• Written problem: Copy every line of the material below, requests included, scaling each bounding-box coordinate in the answers by 0.8 and rounding to the nearest whole number, with halves going up. Numbers in the requests and in their sample arrays stay as they are.

============

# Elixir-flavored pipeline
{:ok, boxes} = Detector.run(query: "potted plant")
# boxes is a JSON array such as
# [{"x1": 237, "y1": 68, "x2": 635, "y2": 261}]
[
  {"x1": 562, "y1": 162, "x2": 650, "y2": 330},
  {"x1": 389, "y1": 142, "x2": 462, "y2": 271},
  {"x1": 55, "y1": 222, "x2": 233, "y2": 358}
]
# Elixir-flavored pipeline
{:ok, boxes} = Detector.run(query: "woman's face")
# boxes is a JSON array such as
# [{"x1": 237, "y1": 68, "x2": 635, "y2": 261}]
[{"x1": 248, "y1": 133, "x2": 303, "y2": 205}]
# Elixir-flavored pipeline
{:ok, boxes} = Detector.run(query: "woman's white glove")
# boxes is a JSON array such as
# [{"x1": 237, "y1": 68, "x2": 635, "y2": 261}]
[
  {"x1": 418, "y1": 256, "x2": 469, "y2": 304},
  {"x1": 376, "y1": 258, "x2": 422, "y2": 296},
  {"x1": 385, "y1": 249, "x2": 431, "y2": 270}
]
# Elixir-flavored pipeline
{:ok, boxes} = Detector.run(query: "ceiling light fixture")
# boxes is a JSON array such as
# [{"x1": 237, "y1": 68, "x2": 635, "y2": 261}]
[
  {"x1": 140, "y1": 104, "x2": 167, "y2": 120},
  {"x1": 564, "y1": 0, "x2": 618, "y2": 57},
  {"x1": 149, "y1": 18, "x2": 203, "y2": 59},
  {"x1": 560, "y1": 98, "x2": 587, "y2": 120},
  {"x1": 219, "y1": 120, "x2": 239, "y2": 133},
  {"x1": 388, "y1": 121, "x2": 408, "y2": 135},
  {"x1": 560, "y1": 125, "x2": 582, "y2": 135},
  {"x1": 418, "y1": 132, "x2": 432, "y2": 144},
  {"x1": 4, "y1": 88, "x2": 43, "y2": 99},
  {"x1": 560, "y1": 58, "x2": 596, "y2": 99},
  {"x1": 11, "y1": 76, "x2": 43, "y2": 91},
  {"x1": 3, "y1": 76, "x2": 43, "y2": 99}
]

============

• Output of the exercise:
# Elixir-flavored pipeline
{:ok, boxes} = Detector.run(query: "potted plant")
# boxes is a JSON array such as
# [{"x1": 237, "y1": 68, "x2": 635, "y2": 261}]
[
  {"x1": 450, "y1": 130, "x2": 520, "y2": 264},
  {"x1": 311, "y1": 114, "x2": 370, "y2": 217},
  {"x1": 44, "y1": 178, "x2": 186, "y2": 286}
]
# Elixir-flavored pipeline
{:ok, boxes} = Detector.run(query: "woman's face")
# boxes is a JSON array such as
# [{"x1": 237, "y1": 68, "x2": 635, "y2": 261}]
[{"x1": 198, "y1": 106, "x2": 242, "y2": 164}]
# Elixir-flavored pipeline
{:ok, boxes} = Detector.run(query: "woman's white glove")
# boxes is a JSON array such as
# [{"x1": 237, "y1": 68, "x2": 635, "y2": 261}]
[
  {"x1": 334, "y1": 205, "x2": 375, "y2": 243},
  {"x1": 301, "y1": 206, "x2": 338, "y2": 237},
  {"x1": 308, "y1": 199, "x2": 345, "y2": 216}
]
# Elixir-flavored pipeline
{:ok, boxes} = Detector.run(query: "ceiling light fixture")
# boxes is a JSON array such as
# [{"x1": 237, "y1": 68, "x2": 635, "y2": 261}]
[
  {"x1": 112, "y1": 83, "x2": 134, "y2": 96},
  {"x1": 451, "y1": 0, "x2": 494, "y2": 46},
  {"x1": 119, "y1": 14, "x2": 162, "y2": 47},
  {"x1": 448, "y1": 78, "x2": 470, "y2": 96},
  {"x1": 175, "y1": 96, "x2": 191, "y2": 106},
  {"x1": 310, "y1": 97, "x2": 326, "y2": 108},
  {"x1": 448, "y1": 100, "x2": 466, "y2": 108},
  {"x1": 334, "y1": 106, "x2": 346, "y2": 115},
  {"x1": 3, "y1": 70, "x2": 34, "y2": 79},
  {"x1": 448, "y1": 46, "x2": 477, "y2": 79},
  {"x1": 9, "y1": 61, "x2": 34, "y2": 73},
  {"x1": 2, "y1": 61, "x2": 34, "y2": 79}
]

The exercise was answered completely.